Diese fehlende Entscheidungsvollmacht hat man als großen Mangel der Synode angesehen. Die erste Vollversammlung erhielt jedoch gerade von daher ihre Stärke. Weil sie nicht von Amts wegen mit Autorität sprechen konnte, mußte sie sich durch die Sachlichkeit und Überzeugungskraft ihrer Argumente Autorität und Gehör verschaffen. Das ist ihr zweifelsohne gelungen. Als das wichtige, von der Glaubenskongregation ausgearbeitete Dokument über „die gefährlichen Meinungen unserer Zeit und den Atheismus“ zur Diskussion gestellt wurde, ließen sich die Vertreter der pastoral ausgerichteten Synodenmehrheit schon am ersten Tag auch durch die Anwesenheit des Papstes nicht davon abhalten, die ängstlich-negative und zur Verurteilung neigende Haltung der Verfasser des Dokuments, und damit weiter Kreise der römischen Kurie, zu kritisieren und zurückzuweisen. Der Bericht, in dem die Sonderkommission dann die diesbezügliche Synodaldebatte zusammenfaßte, ist ein erfreulich positives, pastoral ausgerichtetes Dokument. Das ist um so bemerkenswerter und bezeichnender, als dieses Dokument — von der Friedensbotschaft abgesehen — das einzige ist, das die Synode von sich aus vorlegt.

Die Synode hat eine wesentliche Grundausrichtung des Konzils bekräftigt und sich zu eigen gemacht. Sie will eine weitgehende Verlagerung der Verantwortlichkeit von der römischen Zentralverwaltung der Kirche an die Bischöfe. Gesetze und

Vorschriften, die für die Gesamtkirche gelten, sollen nach ihrem Wunsch nicht über das unbedingt von der Einheit der Kirche geforderte Maß von Grundnormen hinausgehen, während die konkrete Anwendung auf die lokalen Gegebenheiten und Bedürfnisse Sache der Bischofskonferenzen sein soll: sei es in der Form von detaillierten Vorschriften (wie beim Kirchenrecht), sei es in der Form von Dispensen von weiterhin geltenden allgemeinen Normen (wie bei der Mischehe).

§ **Bereitgestelltes Material**
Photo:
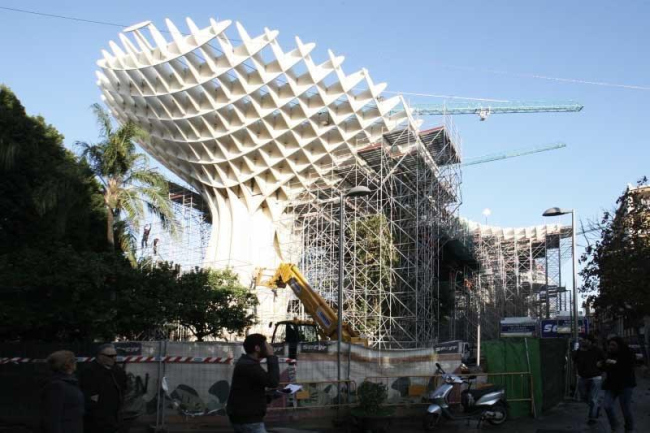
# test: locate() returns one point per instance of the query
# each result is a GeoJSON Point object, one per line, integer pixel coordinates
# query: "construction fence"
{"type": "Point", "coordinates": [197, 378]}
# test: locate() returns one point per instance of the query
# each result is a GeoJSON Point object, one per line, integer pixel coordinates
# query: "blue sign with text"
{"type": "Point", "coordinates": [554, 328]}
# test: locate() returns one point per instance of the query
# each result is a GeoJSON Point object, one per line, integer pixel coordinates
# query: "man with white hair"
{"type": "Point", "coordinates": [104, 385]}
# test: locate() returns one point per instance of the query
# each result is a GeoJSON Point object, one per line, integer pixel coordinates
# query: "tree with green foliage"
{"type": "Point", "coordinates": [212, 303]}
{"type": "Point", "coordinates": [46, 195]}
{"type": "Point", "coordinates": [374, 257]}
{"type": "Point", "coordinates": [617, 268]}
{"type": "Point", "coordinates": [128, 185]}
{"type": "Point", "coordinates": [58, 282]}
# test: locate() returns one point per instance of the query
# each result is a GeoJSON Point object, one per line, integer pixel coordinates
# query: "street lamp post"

§ **Ihre Aufgabe**
Schreiben Sie die Passage aus dem Auszug über die Synode wortgetreu ab, beginnend bei „Vorschriften, die für“ und endend bei „bei der Mischehe).“.

§ **Antwort folgt**
Vorschriften, die für die Gesamtkirche gelten, sollen nach ihrem Wunsch nicht über das unbedingt von der Einheit der Kirche geforderte Maß von Grundnormen hinausgehen, während die konkrete Anwendung auf die lokalen Gegebenheiten und Bedürfnisse Sache der Bischofskonferenzen sein soll: sei es in der Form von detaillierten Vorschriften (wie beim Kirchenrecht), sei es in der Form von Dispensen von weiterhin geltenden allgemeinen Normen (wie bei der Mischehe).